Aim of the task:
Write out exactly, please, the lines from the one containing "Every instance gets one point. Tag the white" to the end of the material.

Record excerpts:
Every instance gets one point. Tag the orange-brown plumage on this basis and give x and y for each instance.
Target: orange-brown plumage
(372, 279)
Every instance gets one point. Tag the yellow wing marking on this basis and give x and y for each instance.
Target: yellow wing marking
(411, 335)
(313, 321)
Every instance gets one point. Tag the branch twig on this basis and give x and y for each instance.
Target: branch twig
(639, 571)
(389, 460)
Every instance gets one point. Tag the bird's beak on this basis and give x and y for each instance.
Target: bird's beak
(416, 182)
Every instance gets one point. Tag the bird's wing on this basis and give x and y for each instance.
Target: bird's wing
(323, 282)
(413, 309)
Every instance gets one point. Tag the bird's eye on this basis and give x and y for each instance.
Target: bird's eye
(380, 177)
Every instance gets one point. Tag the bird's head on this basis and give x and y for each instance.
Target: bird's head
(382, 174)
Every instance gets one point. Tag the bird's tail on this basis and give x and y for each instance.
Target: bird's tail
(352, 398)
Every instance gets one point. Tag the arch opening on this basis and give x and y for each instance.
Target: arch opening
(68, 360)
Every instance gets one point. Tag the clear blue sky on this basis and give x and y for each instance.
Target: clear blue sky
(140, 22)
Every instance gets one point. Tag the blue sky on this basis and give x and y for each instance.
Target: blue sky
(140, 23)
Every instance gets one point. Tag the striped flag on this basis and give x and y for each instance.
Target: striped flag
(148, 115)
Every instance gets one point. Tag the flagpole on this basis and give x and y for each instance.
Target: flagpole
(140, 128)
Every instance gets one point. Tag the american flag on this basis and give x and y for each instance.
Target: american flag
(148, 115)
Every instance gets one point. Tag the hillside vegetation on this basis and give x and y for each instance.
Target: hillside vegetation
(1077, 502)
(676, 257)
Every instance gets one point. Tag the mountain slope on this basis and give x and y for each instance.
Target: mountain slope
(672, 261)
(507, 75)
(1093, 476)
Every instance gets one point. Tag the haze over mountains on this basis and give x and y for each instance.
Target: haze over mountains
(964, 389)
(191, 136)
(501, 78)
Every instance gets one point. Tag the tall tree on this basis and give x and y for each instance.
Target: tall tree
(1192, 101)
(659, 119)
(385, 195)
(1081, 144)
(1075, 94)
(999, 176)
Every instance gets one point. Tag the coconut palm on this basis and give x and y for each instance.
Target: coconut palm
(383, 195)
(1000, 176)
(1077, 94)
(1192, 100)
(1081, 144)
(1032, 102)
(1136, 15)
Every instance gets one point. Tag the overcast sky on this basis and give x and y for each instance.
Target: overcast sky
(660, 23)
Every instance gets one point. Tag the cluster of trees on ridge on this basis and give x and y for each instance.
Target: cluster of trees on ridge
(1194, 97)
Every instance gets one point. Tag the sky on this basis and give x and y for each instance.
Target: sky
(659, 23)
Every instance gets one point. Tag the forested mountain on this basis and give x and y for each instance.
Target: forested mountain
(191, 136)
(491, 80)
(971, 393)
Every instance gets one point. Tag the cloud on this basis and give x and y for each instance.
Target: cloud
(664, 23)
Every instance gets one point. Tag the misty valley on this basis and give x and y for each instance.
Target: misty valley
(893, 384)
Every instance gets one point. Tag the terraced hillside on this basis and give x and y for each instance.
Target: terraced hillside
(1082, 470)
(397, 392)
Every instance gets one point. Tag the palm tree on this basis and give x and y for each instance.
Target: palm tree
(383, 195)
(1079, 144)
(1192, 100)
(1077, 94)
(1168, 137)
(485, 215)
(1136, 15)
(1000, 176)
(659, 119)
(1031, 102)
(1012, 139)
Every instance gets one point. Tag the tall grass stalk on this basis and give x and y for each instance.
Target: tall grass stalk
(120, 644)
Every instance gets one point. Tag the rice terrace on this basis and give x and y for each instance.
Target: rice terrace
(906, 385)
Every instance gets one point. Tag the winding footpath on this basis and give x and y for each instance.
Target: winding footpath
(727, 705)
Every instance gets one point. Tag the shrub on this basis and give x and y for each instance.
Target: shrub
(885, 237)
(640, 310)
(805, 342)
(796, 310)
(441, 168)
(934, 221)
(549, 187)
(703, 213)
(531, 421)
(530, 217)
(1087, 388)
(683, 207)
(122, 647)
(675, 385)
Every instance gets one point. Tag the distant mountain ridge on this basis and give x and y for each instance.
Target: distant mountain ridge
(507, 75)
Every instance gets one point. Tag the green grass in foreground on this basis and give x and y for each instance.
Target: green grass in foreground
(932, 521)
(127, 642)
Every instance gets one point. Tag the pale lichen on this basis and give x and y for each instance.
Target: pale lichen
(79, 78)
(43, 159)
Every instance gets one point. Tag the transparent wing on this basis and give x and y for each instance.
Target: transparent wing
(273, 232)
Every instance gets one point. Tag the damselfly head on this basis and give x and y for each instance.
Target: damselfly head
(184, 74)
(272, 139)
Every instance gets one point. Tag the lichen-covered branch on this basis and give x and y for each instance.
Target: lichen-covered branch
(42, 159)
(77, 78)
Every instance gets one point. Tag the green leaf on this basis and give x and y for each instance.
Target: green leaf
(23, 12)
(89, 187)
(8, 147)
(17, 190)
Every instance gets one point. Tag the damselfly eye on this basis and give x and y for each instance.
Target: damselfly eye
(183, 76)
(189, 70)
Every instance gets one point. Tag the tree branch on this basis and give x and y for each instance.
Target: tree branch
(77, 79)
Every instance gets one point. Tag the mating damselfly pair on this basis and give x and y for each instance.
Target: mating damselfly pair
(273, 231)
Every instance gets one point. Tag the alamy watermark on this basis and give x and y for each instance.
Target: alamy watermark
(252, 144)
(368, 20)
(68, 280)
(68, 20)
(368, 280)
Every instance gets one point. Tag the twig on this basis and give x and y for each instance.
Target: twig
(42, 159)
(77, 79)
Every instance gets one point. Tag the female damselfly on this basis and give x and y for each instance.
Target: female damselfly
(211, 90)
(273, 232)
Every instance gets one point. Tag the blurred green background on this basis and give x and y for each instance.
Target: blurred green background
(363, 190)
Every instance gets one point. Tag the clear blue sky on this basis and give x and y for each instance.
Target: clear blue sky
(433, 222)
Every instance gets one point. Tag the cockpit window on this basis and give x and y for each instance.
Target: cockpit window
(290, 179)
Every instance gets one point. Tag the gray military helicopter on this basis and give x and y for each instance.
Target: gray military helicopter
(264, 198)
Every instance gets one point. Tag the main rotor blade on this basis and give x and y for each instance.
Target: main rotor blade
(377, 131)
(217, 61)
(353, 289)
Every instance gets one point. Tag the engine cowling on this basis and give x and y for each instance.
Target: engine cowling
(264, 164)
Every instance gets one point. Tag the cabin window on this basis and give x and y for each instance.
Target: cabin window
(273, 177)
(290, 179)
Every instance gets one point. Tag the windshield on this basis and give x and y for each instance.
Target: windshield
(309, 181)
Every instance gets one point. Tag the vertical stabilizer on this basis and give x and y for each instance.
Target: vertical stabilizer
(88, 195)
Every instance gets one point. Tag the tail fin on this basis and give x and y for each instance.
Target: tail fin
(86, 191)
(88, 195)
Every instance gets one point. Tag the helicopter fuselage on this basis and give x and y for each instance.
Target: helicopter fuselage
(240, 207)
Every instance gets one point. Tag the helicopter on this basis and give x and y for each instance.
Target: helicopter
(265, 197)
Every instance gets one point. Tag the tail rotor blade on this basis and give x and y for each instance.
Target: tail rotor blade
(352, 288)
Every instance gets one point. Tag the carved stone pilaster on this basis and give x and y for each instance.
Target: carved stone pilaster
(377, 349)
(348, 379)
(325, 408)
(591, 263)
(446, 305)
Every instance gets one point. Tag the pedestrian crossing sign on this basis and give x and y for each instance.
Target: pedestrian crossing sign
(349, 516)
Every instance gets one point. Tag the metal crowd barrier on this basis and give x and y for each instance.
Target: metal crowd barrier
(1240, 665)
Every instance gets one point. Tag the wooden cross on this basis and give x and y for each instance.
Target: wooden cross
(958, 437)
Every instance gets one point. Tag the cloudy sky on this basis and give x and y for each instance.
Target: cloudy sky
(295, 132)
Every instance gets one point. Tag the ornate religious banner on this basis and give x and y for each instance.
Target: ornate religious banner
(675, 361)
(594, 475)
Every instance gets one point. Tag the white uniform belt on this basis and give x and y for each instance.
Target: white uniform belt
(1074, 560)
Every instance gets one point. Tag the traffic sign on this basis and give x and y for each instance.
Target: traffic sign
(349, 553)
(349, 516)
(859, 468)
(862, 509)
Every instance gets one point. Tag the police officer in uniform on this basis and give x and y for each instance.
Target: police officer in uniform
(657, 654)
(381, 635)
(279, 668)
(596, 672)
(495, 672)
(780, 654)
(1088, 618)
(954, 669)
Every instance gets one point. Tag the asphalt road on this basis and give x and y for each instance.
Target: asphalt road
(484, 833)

Solution for this exercise:
Every instance gets one point. Tag the white uniform belt on this basis and give x and y for each instance.
Target: white uniform belt
(1074, 560)
Every instance gets one point. Tag the traffic sign on this basis and give x and y for each instance.
Target: traffic sign
(349, 553)
(349, 516)
(859, 468)
(862, 509)
Every instance gets one point. Tag the police officer in uniform on this basis and give x and y for each instance.
Target: police officer in uniform
(657, 654)
(381, 635)
(279, 668)
(596, 672)
(495, 672)
(780, 654)
(1088, 618)
(954, 669)
Every instance gets one point. Tag the asphalt road on this basis and give x and y for each instance.
Target: asphalt road
(484, 833)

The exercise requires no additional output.